-- Begin Source passage --

Studio album by Shirley Horn
- Released: 1991
- Recorded: June 12, August 13, 1990
- Genre: Vocal jazz
- Length: 71:11
- Label: Verve
- Producer: Richard Seidel, Joel E. Siegel

Shirley Horn chronology
| Close Enough for Love (1988) | You Won't Forget Me (1991) | Here's to Life (1994) |

= You Won't Forget Me (album) =

You Won't Forget Me is a 1991 studio album by Shirley Horn.

Miles Davis made his last appearance as a sideman on this album.

You Won't Forget Me was the first jazz number 1 album in Horn's career.

Professional ratings
Review scores
| Source | Rating |
| The Penguin Guide to Jazz Recordings | Star Half star |

==Track listing==
1. "The Music That Makes Me Dance" (Bob Merrill, Jule Styne) - 6:32
2. "Come Dance with Me" (Sammy Cahn, Jimmy Van Heusen) - 2:47
3. "Don't Let the Sun Catch You Cryin'" (Joe Greene) - 5:58
4. "Beautiful Love" (Haven Gillespie, Wayne King, Egbert Van Alstyne, Victor Young) - 3:38
5. "Come Back to Me" (Burton Lane, Alan Jay Lerner) - 3:43
6. "Too Late Now" (Burton Lane, Alan Jay Lerner) - 6:00
7. "I Just Found Out About Love" (Harold Adamson, Jimmy McHugh) - 2:24
8. "It Had to Be You" (Isham Jones, Gus Kahn) - 6:49
9. "Soothe Me" (Greene) - 3:31
10. "Foolin' Myself" (Jack Lawrence, Peter Tinturin) - 2:46
11. "If You Go" (Michel Emer, Geoff Parsons) - 8:57
12. "You Stepped Out of a Dream" (Nacio Herb Brown, Gus Kahn) - 3:44
13. "You Won't Forget Me" (Kermit Goell, Fred Spielman) - 7:12
14. "All My Tomorrows" (Sammy Cahn, Jimmy Van Heusen) - 6:22

== Personnel ==
Musicians
- Shirley Horn - piano, vocals, arranger
- Charles Ables - bass guitar (tracks 1–3,6–8,11,13–14), guitar (track 12)

-- End Source passage --
-- Begin Input data --

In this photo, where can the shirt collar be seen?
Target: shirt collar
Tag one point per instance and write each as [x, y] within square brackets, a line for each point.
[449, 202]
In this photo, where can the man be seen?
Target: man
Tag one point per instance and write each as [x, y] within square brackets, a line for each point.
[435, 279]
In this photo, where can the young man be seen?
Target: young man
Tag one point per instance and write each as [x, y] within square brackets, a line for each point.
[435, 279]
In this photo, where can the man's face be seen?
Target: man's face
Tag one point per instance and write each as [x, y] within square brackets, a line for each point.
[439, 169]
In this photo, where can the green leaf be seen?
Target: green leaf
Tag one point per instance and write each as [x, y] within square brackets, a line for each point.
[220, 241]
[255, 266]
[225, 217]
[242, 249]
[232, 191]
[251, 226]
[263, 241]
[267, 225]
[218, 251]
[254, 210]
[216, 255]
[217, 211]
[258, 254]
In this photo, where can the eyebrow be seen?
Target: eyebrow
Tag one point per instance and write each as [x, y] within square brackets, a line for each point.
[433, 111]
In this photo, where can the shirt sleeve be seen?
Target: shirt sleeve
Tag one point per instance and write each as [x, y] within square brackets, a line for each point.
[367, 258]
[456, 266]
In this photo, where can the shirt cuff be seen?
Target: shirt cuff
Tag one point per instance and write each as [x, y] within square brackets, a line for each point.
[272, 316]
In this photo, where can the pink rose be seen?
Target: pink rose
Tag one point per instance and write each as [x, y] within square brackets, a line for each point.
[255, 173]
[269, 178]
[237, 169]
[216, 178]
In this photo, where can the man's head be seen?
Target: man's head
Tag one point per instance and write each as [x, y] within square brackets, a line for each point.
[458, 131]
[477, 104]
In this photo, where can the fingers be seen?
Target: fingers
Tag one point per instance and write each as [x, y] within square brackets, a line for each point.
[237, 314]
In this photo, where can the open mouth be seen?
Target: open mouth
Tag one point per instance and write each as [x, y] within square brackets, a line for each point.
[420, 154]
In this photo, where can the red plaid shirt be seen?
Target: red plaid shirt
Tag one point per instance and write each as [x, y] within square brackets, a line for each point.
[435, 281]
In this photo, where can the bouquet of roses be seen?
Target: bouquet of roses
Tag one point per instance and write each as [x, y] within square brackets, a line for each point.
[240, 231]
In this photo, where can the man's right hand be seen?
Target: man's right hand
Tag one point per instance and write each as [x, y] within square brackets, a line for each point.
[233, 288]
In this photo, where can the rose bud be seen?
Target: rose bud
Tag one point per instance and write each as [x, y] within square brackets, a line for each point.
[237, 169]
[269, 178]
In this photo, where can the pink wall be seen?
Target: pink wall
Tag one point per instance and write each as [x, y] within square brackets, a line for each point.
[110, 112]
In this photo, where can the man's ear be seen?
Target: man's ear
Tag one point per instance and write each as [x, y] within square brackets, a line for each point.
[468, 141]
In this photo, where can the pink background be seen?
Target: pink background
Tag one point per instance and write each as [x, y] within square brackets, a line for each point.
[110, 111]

-- End Input data --

Exercise A ::
Write out, unchanged, the stretch of the records from the line that contains "In this photo, where can the pink background" through the end of the records.
Exercise B ::
Pick up the Shirley Horn album article after its last line and continue it.
The Shirley Horn album article and the records are unrelated material.

Expected output A ::
In this photo, where can the pink background be seen?
Target: pink background
Tag one point per instance and write each as [x, y] within square brackets, a line for each point.
[110, 111]

Expected output B ::
- Steve Williams - drums (tracks 1–3,6–8,11,13–14)
- Buster Williams - bass (tracks 5,10,12)
- Billy Hart - drums (tracks 5,10,12)
- Toots Thielemans - guitar (track 4), harmonica (tracks 4,9)
- Wynton Marsalis - trumpet (track 3)
- Branford Marsalis - tenor saxophone (track 8)
- Buck Hill - tenor saxophone (track 10)
- Miles Davis - trumpet (track 13)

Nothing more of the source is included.